→ YOUR GOAL
Find every line in the material below that contains the string "cluster", and copy each one in full. Case counts.

→ RECORDS FOR THE EXERCISE
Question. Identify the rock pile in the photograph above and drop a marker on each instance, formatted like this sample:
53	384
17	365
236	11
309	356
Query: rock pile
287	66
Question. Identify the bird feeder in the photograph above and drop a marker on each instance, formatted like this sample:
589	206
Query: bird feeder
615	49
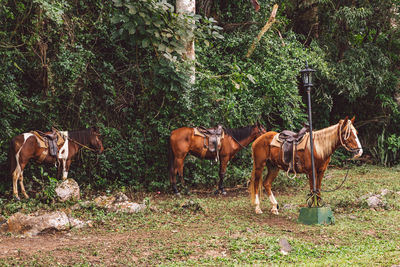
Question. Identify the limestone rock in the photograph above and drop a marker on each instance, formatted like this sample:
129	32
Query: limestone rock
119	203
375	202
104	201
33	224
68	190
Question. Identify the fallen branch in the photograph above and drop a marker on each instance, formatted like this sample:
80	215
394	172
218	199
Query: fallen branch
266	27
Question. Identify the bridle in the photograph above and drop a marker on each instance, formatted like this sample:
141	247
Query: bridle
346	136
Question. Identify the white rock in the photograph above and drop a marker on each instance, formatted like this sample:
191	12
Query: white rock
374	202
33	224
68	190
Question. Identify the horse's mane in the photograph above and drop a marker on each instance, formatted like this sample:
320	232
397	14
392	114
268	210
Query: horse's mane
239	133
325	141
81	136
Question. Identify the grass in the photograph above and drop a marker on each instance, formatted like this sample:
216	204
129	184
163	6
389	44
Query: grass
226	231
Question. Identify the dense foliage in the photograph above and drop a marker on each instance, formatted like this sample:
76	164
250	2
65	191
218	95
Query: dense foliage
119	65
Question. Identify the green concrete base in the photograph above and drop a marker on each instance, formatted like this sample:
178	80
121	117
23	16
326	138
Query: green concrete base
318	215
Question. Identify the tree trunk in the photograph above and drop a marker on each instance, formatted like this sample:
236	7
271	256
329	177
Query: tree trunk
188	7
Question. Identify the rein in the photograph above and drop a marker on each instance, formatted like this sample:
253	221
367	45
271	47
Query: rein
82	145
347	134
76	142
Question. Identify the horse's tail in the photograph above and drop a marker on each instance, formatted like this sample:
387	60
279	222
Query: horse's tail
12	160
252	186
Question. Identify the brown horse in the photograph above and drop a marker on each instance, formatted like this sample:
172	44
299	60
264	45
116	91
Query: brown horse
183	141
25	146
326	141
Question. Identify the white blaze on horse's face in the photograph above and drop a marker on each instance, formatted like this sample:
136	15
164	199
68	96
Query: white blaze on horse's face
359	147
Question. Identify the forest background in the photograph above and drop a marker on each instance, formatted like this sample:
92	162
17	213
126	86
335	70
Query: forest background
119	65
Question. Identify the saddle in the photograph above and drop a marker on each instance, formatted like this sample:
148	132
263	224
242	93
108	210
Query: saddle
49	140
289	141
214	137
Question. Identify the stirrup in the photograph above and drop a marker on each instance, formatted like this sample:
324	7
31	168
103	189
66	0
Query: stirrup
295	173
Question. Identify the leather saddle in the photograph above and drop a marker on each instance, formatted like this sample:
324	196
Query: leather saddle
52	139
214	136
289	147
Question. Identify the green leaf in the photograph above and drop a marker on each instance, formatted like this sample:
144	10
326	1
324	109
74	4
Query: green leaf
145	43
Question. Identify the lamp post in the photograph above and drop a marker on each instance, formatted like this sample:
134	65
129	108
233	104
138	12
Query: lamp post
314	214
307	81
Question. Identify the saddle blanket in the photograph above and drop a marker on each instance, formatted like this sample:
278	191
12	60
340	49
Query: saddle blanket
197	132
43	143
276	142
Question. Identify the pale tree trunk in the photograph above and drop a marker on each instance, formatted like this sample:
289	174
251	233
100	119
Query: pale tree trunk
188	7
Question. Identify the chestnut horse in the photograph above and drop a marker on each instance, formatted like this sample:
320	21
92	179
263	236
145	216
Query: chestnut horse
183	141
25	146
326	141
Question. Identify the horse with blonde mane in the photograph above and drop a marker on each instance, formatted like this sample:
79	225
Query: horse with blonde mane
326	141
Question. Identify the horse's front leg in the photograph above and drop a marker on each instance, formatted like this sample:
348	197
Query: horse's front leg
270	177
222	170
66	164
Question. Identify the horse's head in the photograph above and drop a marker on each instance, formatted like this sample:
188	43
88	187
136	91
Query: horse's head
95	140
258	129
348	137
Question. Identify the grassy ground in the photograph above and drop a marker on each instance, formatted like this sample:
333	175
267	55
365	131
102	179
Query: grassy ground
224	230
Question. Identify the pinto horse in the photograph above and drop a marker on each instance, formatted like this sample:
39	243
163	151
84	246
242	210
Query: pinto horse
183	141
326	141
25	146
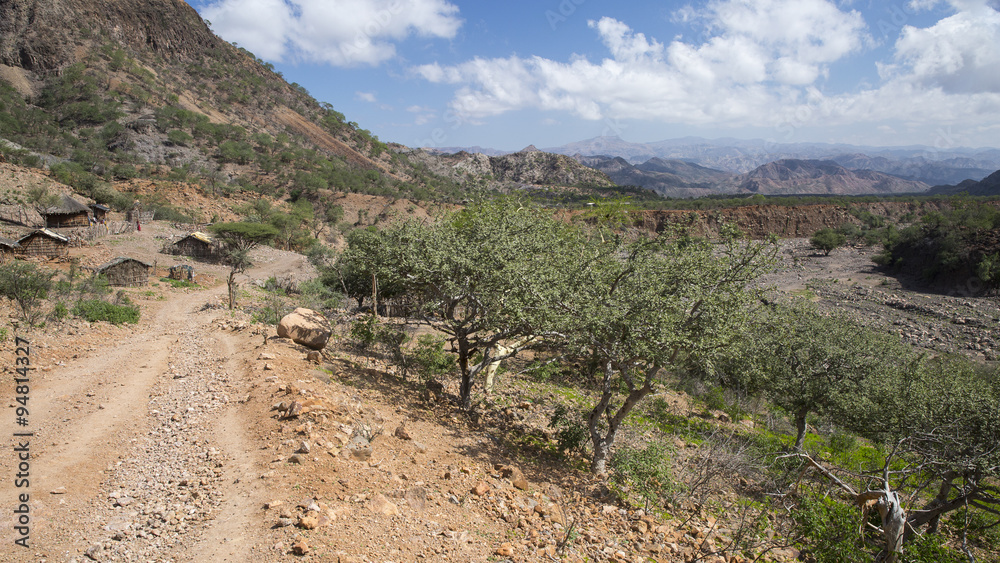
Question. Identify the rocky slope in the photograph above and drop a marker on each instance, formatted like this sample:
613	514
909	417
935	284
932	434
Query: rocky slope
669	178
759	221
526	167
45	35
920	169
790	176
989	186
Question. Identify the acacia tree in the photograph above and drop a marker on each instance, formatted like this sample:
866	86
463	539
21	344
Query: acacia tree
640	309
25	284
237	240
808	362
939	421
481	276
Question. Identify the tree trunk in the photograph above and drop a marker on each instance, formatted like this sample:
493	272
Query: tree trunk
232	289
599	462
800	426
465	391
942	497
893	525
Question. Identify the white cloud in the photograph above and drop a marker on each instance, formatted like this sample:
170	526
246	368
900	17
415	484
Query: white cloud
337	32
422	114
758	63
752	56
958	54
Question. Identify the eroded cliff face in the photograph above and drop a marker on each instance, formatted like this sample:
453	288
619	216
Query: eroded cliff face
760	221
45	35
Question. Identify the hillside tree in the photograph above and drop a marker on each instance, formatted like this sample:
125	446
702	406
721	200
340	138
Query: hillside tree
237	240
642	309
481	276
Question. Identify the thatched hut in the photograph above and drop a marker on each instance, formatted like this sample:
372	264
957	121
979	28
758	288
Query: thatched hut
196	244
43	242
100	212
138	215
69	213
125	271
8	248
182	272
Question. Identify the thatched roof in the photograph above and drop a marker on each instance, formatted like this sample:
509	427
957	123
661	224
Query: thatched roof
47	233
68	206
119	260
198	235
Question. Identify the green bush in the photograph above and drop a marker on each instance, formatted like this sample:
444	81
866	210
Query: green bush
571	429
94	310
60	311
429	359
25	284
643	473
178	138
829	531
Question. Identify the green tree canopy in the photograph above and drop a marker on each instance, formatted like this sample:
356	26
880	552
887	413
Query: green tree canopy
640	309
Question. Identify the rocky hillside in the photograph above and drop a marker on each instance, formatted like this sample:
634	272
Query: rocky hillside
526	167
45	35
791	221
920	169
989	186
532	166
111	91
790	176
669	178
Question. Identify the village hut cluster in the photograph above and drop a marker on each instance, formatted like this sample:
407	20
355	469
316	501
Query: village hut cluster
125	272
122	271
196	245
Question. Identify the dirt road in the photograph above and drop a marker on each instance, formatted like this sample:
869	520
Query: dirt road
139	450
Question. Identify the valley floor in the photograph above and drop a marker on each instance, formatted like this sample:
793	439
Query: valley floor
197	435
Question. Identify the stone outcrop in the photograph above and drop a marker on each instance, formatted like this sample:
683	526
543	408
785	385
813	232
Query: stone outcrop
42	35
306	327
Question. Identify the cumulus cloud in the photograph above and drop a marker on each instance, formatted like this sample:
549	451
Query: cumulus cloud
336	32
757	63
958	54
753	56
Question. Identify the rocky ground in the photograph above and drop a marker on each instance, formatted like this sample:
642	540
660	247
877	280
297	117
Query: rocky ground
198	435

...

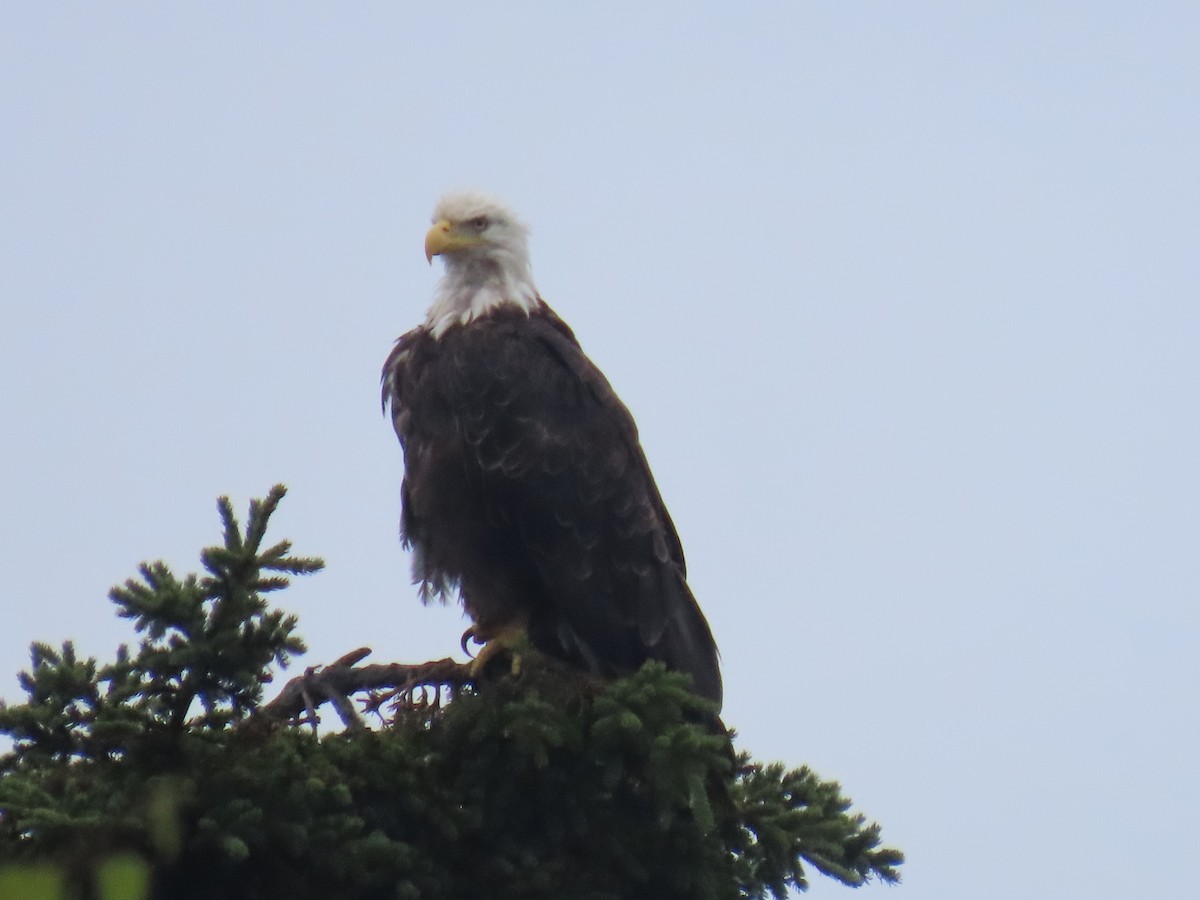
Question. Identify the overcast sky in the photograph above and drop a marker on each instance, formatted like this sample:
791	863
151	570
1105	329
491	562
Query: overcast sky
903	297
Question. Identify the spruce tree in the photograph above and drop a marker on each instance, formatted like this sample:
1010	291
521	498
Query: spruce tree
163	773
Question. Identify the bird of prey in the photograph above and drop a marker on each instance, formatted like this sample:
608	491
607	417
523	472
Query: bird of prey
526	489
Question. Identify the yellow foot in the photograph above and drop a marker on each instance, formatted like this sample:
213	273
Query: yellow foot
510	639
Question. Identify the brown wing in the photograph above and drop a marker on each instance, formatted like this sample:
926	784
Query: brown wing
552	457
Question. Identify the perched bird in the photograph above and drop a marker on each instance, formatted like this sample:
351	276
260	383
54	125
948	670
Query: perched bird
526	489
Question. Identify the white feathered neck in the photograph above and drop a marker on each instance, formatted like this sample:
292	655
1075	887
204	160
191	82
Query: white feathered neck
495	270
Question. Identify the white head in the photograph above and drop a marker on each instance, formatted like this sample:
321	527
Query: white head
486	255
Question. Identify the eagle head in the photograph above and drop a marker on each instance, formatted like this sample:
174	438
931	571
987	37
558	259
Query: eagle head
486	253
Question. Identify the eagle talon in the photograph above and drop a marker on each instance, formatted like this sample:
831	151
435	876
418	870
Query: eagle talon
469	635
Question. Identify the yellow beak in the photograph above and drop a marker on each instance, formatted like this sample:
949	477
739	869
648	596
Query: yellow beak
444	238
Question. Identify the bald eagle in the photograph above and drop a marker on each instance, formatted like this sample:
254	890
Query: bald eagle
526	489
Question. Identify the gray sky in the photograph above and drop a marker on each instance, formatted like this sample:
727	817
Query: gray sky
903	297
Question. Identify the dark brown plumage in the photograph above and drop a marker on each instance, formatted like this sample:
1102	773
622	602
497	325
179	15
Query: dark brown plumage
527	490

→ ANSWER TO THIS TASK
Question. Identify the village hut cluster in the photograph above and drop a marker on each instance, formatted like this sample:
Query: village hut cluster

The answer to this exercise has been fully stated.